DESCRIPTION OF THE TASK — Please edit the records below so that "single dot" becomes "single point" wherever it occurs, with everything else left as it is.

SOURCE DATA —
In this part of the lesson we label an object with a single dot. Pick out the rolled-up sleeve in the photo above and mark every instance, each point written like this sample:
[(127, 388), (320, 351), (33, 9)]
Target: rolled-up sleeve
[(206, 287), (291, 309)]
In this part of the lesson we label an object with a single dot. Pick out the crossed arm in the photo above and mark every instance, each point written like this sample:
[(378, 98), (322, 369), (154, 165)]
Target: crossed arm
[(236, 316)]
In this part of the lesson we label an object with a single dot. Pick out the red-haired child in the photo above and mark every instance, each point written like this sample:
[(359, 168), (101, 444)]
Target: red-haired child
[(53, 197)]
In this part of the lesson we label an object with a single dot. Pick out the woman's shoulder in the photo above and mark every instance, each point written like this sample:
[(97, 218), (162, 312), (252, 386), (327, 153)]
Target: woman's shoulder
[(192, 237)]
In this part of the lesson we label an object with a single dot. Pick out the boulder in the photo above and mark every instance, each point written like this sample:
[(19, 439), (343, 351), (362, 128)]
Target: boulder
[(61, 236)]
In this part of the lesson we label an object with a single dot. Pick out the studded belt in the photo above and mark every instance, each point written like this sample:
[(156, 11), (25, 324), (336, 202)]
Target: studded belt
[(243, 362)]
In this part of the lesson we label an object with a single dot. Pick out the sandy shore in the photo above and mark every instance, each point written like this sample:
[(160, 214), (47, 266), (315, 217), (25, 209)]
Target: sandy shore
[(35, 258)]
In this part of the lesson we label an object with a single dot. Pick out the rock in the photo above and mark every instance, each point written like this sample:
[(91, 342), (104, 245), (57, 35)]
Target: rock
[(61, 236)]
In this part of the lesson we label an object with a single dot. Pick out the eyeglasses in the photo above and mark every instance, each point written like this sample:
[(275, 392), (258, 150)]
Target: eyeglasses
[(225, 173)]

SOLUTION FOR THIS PROBLEM —
In this part of the lesson we label an object with a single point. Pick out the rolled-up sleeve in the photo above and mark every instance, each point written like this sample:
[(127, 388), (320, 351), (33, 9)]
Target: rolled-up sleeve
[(206, 287), (291, 309)]
In this part of the lesson we label an object with a single point. Pick out the crossed arm in the photo above and mark every instance, each point written like this sample:
[(378, 98), (322, 369), (154, 165)]
Target: crossed arm
[(236, 316)]
In this part of the lesson we label an object with a single point. Pick out the red-haired child in the photo above and mark every instance, each point written like this sample:
[(359, 168), (101, 444)]
Target: red-haired child
[(53, 197)]
In this part of the lesson we label an object with a single point. Pick out the woman's shoulder in the photo above and mark every instance, each point written like this sample:
[(97, 218), (162, 312), (252, 386), (327, 153)]
Target: woman's shoulder
[(192, 237)]
In this part of the lesson we label an object with a single point. Pick out the boulder in the photo above and mark every instance, each point written like this sample:
[(19, 439), (343, 351), (362, 128)]
Target: boulder
[(61, 236)]
In this part of the lesson we label an object with a single point. Pick out the studded belt in the photo above and mark every instance, each point written like this sample:
[(156, 11), (25, 324), (336, 202)]
Target: studded belt
[(243, 362)]
In this part of the lesson we label an object with a single point. Pick out the sandy shore in the photo above and mark every instance, each point written like this sample:
[(160, 214), (47, 266), (315, 217), (25, 209)]
Target: sandy shore
[(35, 258)]
In this part of the lesson we label an object with a single point. Pick out the rock in the photo above and mark every instance, each point written like this sample:
[(91, 342), (104, 245), (57, 35)]
Target: rock
[(61, 236)]
In this part of the lesson we label an object with a single point. Pick out the eyeglasses in the photo above and mark every instance, each point written like this sample:
[(275, 392), (258, 150)]
Target: eyeglasses
[(225, 173)]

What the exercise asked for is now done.